● Problems to work on:
- A) According to the text on Amata, what other name is she known by?
- B) Resume the text on Amata after its final sentence.

● Source document:
↓

Ancient Roman mythological figure

According to Roman mythology, Amata /@'meit@/ (also called Palanto) was the wife of Latinus, king of the Latins, and the mother of their only child, Lavinia. In the Aeneid of Virgil, she commits suicide during the conflict between Aeneas and Turnus over which of them would marry Lavinia.

When Aeneas asks for Lavinia's hand, Amata objects, because she has already been promised to Turnus, the king of the Rutulians. Hiding her daughter in the woods, she enlists the other Latin women to instigate a war between the two. Turnus, and his ally Mezentius, leader of the Etruscans, are defeated by Aeneas with the assistance of the Pelasgian colonists from Arcadia and Italic natives of Pallantium, led by that city's founder, the Arcadian Evander of Pallene. The story of this conflict fills the greater part of the seventh book of Virgil's Aeneid. When Amata believes that Turnus had fallen in battle, she hangs herself.

↑

Data extracted from a collection:
↓

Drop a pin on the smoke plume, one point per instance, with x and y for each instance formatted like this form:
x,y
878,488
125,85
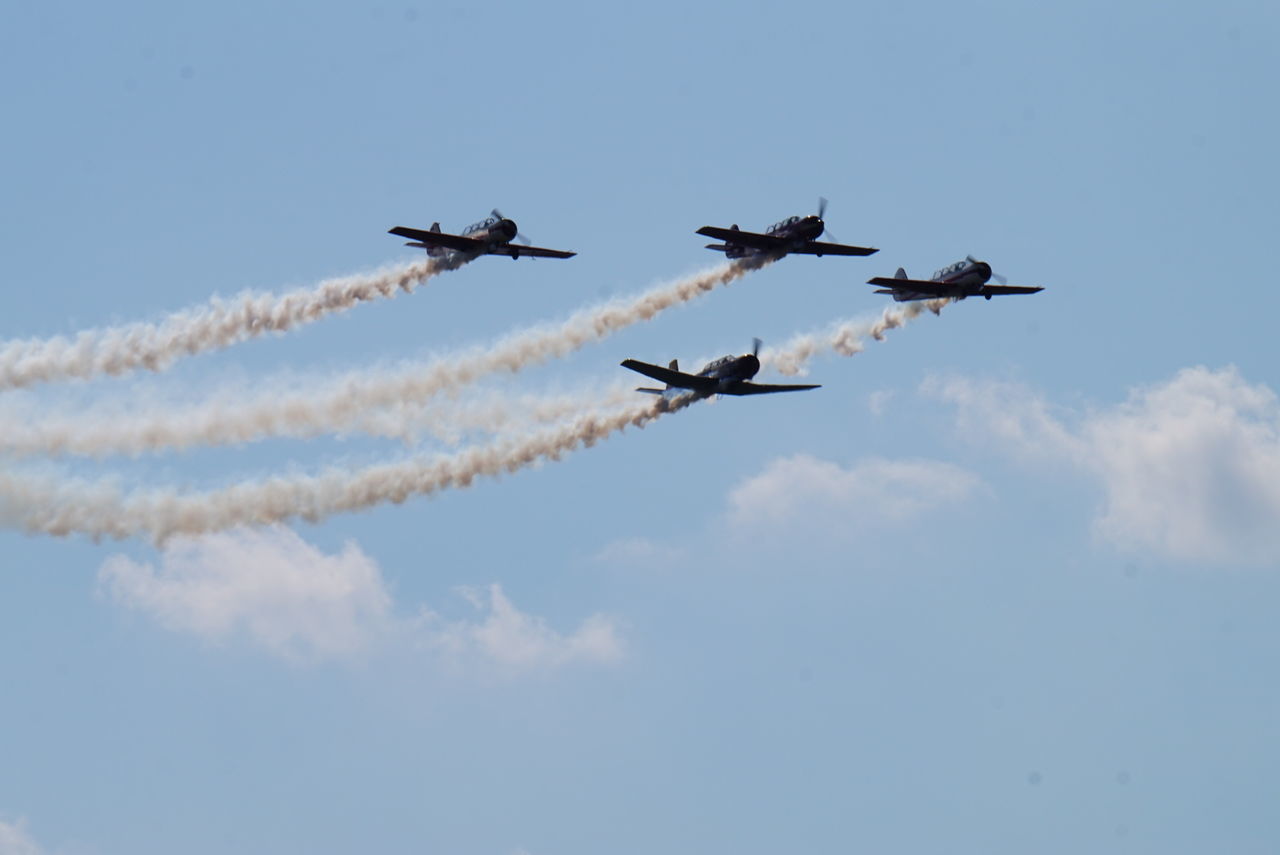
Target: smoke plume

↑

● Answer list:
- A) Palanto

- B)
==In Dante's Divine Comedy==
In Canto 17 of Dante Alighieri's Purgatorio, Amata (along with Procne and Haman) is one of the canto's three exemplars of the sin of wrath (anger). Dante imagines a mournful Lavinia, reproaching her mother, Amata, for the grief which her suicide has inflicted. Parallels have been drawn between Dante and his representation of Amata in Purgatorio. After his exile from Florence and the Black Guelph takeover, Dante may have experienced that same self-recrimination experienced by Amata, which led to her suicide.